*What is being asked*.
Repeat all entries word for word; skip images.

[Image point grounding data]
....................

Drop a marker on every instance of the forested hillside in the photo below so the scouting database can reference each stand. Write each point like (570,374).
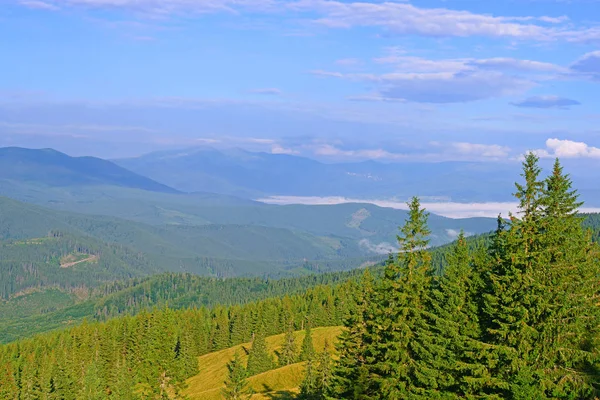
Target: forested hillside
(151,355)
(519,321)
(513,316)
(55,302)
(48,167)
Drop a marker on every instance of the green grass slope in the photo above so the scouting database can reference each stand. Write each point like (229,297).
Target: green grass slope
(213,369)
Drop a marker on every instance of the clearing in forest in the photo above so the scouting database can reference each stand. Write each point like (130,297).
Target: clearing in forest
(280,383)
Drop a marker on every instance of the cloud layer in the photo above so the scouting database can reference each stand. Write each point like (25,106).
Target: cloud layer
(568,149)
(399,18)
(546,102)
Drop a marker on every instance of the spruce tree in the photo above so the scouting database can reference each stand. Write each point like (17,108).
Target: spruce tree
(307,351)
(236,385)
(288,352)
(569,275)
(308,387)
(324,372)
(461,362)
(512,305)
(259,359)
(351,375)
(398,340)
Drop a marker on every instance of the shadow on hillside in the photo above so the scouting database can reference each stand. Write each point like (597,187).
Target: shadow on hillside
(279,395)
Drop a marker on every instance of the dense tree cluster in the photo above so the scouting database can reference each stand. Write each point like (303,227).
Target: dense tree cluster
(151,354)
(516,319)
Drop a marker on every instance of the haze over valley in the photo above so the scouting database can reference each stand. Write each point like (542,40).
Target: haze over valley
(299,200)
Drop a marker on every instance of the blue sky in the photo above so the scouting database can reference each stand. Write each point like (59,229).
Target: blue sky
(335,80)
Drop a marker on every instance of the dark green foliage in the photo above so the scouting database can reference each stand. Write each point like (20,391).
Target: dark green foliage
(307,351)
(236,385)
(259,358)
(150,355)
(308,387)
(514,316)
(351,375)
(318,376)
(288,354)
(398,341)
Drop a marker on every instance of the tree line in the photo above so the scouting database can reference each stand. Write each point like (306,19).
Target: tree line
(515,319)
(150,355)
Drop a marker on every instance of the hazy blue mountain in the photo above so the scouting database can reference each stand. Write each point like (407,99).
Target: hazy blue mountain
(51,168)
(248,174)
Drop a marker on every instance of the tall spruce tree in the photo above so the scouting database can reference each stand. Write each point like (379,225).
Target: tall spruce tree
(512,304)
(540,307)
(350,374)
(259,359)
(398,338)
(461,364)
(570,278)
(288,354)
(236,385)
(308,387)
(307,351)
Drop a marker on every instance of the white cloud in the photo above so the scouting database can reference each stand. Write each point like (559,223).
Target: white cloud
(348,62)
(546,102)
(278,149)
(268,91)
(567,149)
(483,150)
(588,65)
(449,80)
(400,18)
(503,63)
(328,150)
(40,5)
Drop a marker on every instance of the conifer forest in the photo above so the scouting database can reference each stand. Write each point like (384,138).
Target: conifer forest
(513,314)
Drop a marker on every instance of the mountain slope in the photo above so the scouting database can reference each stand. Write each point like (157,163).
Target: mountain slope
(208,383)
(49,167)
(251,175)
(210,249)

....................

*Answer space*.
Drop a marker on every instance of the forested hillside in the photo below so the scouting database can reference each stand. Write each point like (570,374).
Target: forested hillside
(151,355)
(519,321)
(513,316)
(55,302)
(48,167)
Drop a marker on every instance of the green grass slope in the photo above so the scouting database can reference each stand. Write each point like (229,297).
Target: green grass slope
(213,369)
Drop a marker on every instance of the clearing in forest in the photo above so the scouting database can reference each stand. Write each point like (130,297).
Target: clearing in forest
(280,383)
Drop a marker on every instance of the cloud layer in the photo above so the scouting database can reference each stand. Write each point like (25,106).
Target: cloud layer
(568,149)
(399,18)
(546,102)
Drop a marker on every instance of the spruce tree in the photo above so the scouting database can reference each stand. Write each point like (17,108).
Target: spruce tree
(307,351)
(236,385)
(288,352)
(569,275)
(308,387)
(324,372)
(461,362)
(512,305)
(259,359)
(351,375)
(398,340)
Drop a marker on every instance of the shadow on hillside in the photo above so the scouting database can reference each stand. Write each point like (597,187).
Target: shadow on hillside
(279,395)
Drop a marker on every instance of the dense tree cluster in the photo above so the scouting database can reference each stand. Write each point like (303,227).
Target: dense tree cluster
(151,354)
(516,319)
Drop a marker on every instance of the haze over valley in the photo above so the scouting database can reference each stand. Write each point like (542,40).
Target: haze over valley
(299,200)
Drop a marker on every instance of the blue sky in the photo above so the scouting database can reference each stand. Write each point like (59,229).
Target: blue sky
(335,80)
Drop a marker on every instance of the dark green foliage in the photo above so the scouting database can reference each stand. Write each point like (20,391).
Target: dark green foliage
(307,351)
(236,385)
(259,358)
(150,355)
(308,387)
(514,316)
(351,375)
(318,376)
(288,354)
(398,341)
Drop a marker on every instance of the tree line in the photo above so the scouting database can reference each stand. Write each point like (306,19).
Target: tree line
(515,319)
(150,355)
Drop a marker on every instance of the hazy blue mountain in the photo above so the scouting database can reference each stand. Write each point like (407,99).
Target: hazy blue mountain
(51,168)
(248,174)
Drop a marker on every instance of the tall spruce tree in the photo above so the scouting database can reference each stand. Write each point like (379,225).
Target: tall spruce tree
(512,304)
(540,307)
(350,374)
(259,359)
(398,338)
(461,364)
(570,278)
(288,354)
(236,385)
(308,387)
(307,351)
Drop a marker on every instance of the white cloud in the photo above so the scouting database can reference each stand. Write each point like (559,223).
Target: white cloud
(348,62)
(546,102)
(278,149)
(268,91)
(567,149)
(483,150)
(588,65)
(449,80)
(400,18)
(503,63)
(328,150)
(40,5)
Drop a marker on every instance of the conifer forest in the photo above so the scouting database can reference each stand. Write each point like (384,138).
Target: conifer forest
(513,314)
Drop a marker on every instance of the mountain slope in the photo above so the scouting database can reference each stand. Write each point like (157,163).
Target: mountain slope
(208,383)
(49,167)
(251,175)
(210,249)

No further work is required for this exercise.